# What you need to do:
Below are the records; print them again exactly and omit the pictures.

# Data for the task:
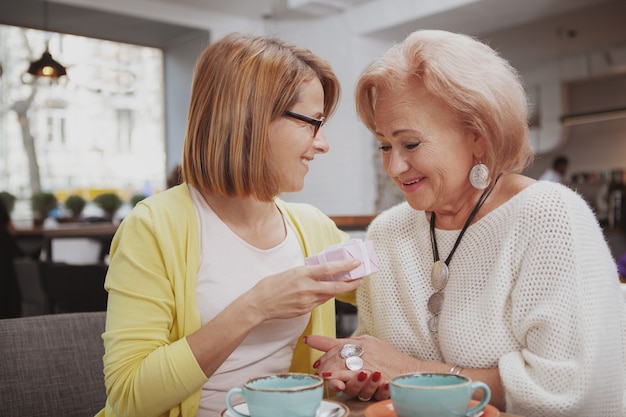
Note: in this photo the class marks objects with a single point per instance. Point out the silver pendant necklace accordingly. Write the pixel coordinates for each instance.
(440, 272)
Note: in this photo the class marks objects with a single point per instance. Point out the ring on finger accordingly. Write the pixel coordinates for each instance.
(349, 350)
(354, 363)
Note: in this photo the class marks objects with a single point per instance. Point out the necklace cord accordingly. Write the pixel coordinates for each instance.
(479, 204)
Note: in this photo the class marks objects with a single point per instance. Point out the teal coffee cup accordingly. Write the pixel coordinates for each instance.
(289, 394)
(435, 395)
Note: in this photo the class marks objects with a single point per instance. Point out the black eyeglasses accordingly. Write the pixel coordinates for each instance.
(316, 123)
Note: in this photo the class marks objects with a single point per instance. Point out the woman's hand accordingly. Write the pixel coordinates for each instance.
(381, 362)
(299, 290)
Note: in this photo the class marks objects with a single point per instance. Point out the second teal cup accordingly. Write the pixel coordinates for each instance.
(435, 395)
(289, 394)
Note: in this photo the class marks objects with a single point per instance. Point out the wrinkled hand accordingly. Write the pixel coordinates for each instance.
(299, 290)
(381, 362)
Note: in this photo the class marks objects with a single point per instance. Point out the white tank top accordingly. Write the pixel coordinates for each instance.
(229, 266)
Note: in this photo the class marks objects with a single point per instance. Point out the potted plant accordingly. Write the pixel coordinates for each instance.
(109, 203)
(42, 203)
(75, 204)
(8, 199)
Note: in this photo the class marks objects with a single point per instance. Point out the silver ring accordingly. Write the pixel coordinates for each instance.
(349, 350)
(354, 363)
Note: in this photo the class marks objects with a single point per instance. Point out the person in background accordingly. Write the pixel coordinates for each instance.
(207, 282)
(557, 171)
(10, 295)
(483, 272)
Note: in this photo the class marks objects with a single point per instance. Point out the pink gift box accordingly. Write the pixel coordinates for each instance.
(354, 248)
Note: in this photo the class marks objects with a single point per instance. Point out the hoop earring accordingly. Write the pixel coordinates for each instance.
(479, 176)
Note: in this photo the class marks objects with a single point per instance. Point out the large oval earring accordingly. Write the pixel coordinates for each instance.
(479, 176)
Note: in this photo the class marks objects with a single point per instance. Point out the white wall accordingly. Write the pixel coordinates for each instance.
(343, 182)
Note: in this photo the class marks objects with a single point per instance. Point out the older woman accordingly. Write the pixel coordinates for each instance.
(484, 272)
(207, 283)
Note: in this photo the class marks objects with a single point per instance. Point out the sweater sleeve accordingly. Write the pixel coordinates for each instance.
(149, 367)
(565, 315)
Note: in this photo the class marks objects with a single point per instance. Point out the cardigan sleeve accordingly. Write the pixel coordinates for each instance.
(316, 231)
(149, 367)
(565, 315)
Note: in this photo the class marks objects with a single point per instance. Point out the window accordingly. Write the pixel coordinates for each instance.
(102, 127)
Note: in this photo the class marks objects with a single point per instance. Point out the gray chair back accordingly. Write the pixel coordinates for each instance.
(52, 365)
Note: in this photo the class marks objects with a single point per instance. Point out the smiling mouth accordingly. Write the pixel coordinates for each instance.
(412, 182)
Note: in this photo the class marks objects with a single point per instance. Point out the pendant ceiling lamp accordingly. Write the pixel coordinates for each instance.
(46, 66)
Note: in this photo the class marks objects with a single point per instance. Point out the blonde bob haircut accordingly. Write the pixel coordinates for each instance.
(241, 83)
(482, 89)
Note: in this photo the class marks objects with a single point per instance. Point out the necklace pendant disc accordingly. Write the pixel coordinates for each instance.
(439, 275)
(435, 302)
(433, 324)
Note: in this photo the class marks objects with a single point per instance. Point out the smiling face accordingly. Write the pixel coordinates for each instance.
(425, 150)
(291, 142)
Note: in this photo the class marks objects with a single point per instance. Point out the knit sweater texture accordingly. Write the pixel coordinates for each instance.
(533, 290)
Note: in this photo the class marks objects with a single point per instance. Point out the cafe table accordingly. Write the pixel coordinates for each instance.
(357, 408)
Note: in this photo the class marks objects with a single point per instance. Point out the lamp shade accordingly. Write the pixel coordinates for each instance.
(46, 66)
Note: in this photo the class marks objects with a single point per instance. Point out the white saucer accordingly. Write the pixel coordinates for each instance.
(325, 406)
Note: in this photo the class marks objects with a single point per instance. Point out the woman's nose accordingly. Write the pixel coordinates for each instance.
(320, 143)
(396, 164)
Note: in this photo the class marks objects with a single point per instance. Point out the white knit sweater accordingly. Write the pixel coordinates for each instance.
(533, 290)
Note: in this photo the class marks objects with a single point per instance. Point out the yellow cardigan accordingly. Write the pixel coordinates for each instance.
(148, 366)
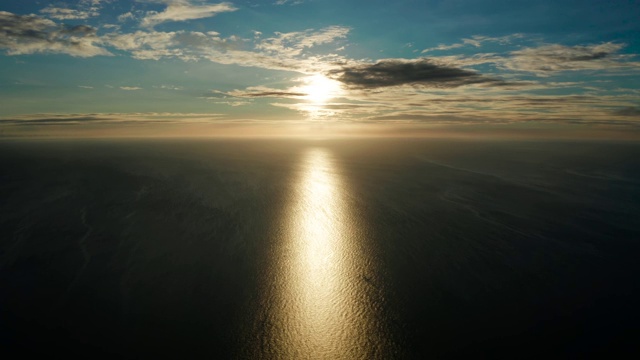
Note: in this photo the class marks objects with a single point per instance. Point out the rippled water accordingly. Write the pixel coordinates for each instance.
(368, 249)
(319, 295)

# Output for this task:
Note: in this photo the class marks objects with a single point per instance. Point out the silver pendant necklace accordingly. Write the pixel coordinates for each instance.
(440, 272)
Note: in this photo the class marks objects with a single point per instance. Point out the ring on finger accordingly. Write the pixel coordinates for each instance.
(349, 350)
(354, 363)
Note: in this photo the class marks objects with a single point per instance. Point out the necklace cord accordingly. Write the pixel coordinates for each instance.
(479, 204)
Note: in this photo the class marks objects with a single point per instance. Point out the teal coffee cup accordingly. Write the pixel coordinates for each instance.
(289, 394)
(435, 395)
Note: in this photo the class marks objects with a single point per instance. Point out the black eyeglasses accordingly. Write the pixel coordinates for each instance.
(316, 123)
Note: in this photo the class marks objects with a single point per instance. Point out the woman's hand accordingly. Write the pixel coordinates for each instance.
(381, 362)
(299, 290)
Note: in this photo the class marks objects with a single point per instance. Point out the second teal cup accordingly. Write the pixel coordinates for each instance.
(435, 395)
(289, 394)
Note: in this photo the class marks objects with a single point per instance. Point out the wrinkled hand accordingly. Write the pixel coordinates for each instance.
(299, 290)
(381, 362)
Note: in this photo the class marks objects with a single point per instance. Point out the white tank top accordingly. Write the pixel coordinates for each instance.
(229, 266)
Note: in this photo the class marks objects with a single point per instance. Point out the potted plant accordingly. Write the pixel coordinates for each instance.
(109, 203)
(42, 203)
(75, 204)
(8, 199)
Note: in this photo the class marks objects with a single point per instance. Point out the silver ring accordingly. Write the pixel coordinates for each instance.
(349, 350)
(354, 363)
Note: in this photo the class marks objects with a single point per instance. Point out the person in background accordingly. Write the pixel coordinates for each instance.
(207, 282)
(557, 171)
(10, 295)
(483, 272)
Note: in this photo the class marks objects with a single point per instance. Point out the pink gift box accordingly. Write the pixel coordinates for each instance.
(354, 248)
Note: in this photo the class marks objects with a single point per instance. Point out the hoop earring accordingly. Write the pixel coordinates for each instance.
(479, 176)
Note: in this photo the class marks objects with a single point per instance. Point out the large oval earring accordingly. Write the pixel coordinates for each instance.
(479, 176)
Note: in this photo the class marks objects with a single point per instance. Point out the white wall accordingly. Write the pixel coordinates for each instance.
(343, 182)
Note: in this photo the class marks objects with a single point per instance. Point out the older woman accordingly. Write the pixel coordinates for each instance.
(484, 272)
(207, 283)
Note: in this photo the class marks objects with a single point per instance. Point out the sweater sleeve accordingly. Write the pixel coordinates for each instance.
(149, 367)
(565, 315)
Note: in this photo the class marks objects with a single point per instance. Point out the cardigan sleeve accordingly. Write the pixel coordinates for each instance.
(316, 231)
(149, 367)
(565, 315)
Note: in this photo the class marks objects with a single point per instance. Point out the window accordingly. Write the pixel coordinates for each instance.
(102, 127)
Note: in this photo the class marks objects with a single point per instance. Point out the gray chair back accordingly. Write the pixel coordinates for each instance.
(52, 365)
Note: in this photo the class marks objects with a single point per instance. Point out the smiling mouth accordingly. Write the pixel coordinates for each instance.
(412, 182)
Note: in this photo the class marks objects with a single point per instance. Point out the pendant ceiling lamp accordingly. Write the pixel coordinates for each instance.
(46, 66)
Note: in this photo the class marks objects with a single point per instance. Point out the blonde bob haircut accordingly. Write the pixel coordinates for each instance.
(241, 83)
(482, 89)
Note: in this photo the class marks objects with a single point per instance. Point out the necklace pendant disc accordingly. Write the pixel coordinates for each instance.
(439, 275)
(435, 302)
(433, 324)
Note: in this photo the class marks objects with a single point per instance. Point out the smiling face accordingly. Write the pixel coordinates for each instance.
(425, 150)
(291, 142)
Note: in this photo the class marks objects with a single point per instance. Point out the knit sweater texture accordingly. Write the pixel coordinates for each instance.
(533, 290)
Note: in this photo the class marks objects with a single point per instance. Point out the cafe table accordingly. Write the pixel coordinates for each instance.
(357, 408)
Note: in this photo the class marks objects with a single point per instance. Point out the lamp shade accordingly. Write the pixel coordinates for each instance.
(46, 66)
Note: in this photo the class marks objects with a single point per instance. Point out the white saucer accordingly. Write the pixel coordinates for each instance.
(325, 406)
Note: in this photo the class marks objects with a single point per instance. Point out the woman's nose accordingly. Write the pixel coordinates for each instance.
(320, 143)
(396, 164)
Note: in this photo the class marks objects with a single point per instance. Point out the white knit sweater accordingly. Write the pixel coordinates for each instance.
(533, 290)
Note: in this photo the class marks objects with a single point per instance. Point out the yellow cardigan accordingly. Write the pixel coordinates for each instance.
(148, 366)
Note: in this photo the class marks objects with a single point per instance. Point out the rippled water accordingly. Write the pixel coordinates for each instance.
(368, 249)
(319, 295)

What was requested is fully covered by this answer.